WHAT TO DO> In the records below, find the line that contains "of the moored", then write out that line and each one after it exactly, up to and including the last.

Extracted records
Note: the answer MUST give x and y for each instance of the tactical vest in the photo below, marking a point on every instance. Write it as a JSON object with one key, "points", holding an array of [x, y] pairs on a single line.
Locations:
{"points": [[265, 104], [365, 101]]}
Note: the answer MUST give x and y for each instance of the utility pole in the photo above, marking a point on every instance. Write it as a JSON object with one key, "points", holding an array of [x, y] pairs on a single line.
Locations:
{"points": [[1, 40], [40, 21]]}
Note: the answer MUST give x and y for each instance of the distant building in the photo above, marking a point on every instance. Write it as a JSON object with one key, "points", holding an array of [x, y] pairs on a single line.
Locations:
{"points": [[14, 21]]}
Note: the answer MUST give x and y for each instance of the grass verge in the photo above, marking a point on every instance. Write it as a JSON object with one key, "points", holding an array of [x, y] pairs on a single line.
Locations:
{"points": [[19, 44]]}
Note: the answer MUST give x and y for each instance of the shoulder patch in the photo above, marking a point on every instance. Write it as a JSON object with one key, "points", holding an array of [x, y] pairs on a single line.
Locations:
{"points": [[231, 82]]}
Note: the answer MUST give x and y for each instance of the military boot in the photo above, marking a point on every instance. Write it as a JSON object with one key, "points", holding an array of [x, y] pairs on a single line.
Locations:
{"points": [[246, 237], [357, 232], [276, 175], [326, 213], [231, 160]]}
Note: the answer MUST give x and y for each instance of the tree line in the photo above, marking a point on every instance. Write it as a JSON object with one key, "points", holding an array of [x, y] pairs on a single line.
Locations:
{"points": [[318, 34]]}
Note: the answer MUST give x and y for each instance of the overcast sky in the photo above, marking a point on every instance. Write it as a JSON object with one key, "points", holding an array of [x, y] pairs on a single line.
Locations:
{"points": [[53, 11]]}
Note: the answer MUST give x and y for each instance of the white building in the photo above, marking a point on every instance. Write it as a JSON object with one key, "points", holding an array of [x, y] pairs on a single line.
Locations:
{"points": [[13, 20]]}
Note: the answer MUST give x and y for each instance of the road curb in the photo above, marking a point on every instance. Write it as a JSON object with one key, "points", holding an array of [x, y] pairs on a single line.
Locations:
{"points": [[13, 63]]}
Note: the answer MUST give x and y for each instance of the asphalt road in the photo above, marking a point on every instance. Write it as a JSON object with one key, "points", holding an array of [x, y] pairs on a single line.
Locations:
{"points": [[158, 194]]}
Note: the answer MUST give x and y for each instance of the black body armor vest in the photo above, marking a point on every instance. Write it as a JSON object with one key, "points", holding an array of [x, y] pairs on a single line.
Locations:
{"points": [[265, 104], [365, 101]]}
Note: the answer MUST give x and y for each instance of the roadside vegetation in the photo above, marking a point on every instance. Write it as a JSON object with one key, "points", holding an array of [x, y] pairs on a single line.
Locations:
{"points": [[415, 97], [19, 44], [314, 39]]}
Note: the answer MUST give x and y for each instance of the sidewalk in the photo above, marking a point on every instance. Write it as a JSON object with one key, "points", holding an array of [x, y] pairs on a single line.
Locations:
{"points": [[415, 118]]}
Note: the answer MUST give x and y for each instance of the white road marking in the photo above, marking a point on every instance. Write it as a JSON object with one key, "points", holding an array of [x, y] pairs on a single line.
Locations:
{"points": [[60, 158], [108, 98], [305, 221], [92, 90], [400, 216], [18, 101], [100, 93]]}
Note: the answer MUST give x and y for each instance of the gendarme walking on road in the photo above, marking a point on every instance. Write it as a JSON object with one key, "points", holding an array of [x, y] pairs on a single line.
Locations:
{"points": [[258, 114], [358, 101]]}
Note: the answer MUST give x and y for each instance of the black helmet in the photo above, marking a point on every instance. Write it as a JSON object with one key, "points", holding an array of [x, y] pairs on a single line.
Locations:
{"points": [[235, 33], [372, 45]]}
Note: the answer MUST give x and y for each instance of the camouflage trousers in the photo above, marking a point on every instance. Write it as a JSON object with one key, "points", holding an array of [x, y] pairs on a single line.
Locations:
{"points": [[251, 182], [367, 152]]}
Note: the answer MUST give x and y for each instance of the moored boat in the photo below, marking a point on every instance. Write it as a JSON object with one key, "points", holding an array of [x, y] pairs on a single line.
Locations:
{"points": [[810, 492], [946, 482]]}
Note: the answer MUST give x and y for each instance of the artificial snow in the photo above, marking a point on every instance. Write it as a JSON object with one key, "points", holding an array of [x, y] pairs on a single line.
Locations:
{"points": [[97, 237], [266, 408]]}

TASK RESPONSE>
Note: the answer MUST give x and y for each instance of the moored boat in the photo below, marking a point on every instance. Write it as a JSON object with one key, "points", holding an array of [x, y] pairs on a single line.
Locations:
{"points": [[810, 492], [946, 482]]}
Note: the answer MUST give x and y for each instance of the artificial snow in the photo above, marking a point on every instance. Write it as a JSON object with one key, "points", holding an array of [x, y] pairs on a single line.
Locations:
{"points": [[97, 237], [266, 408]]}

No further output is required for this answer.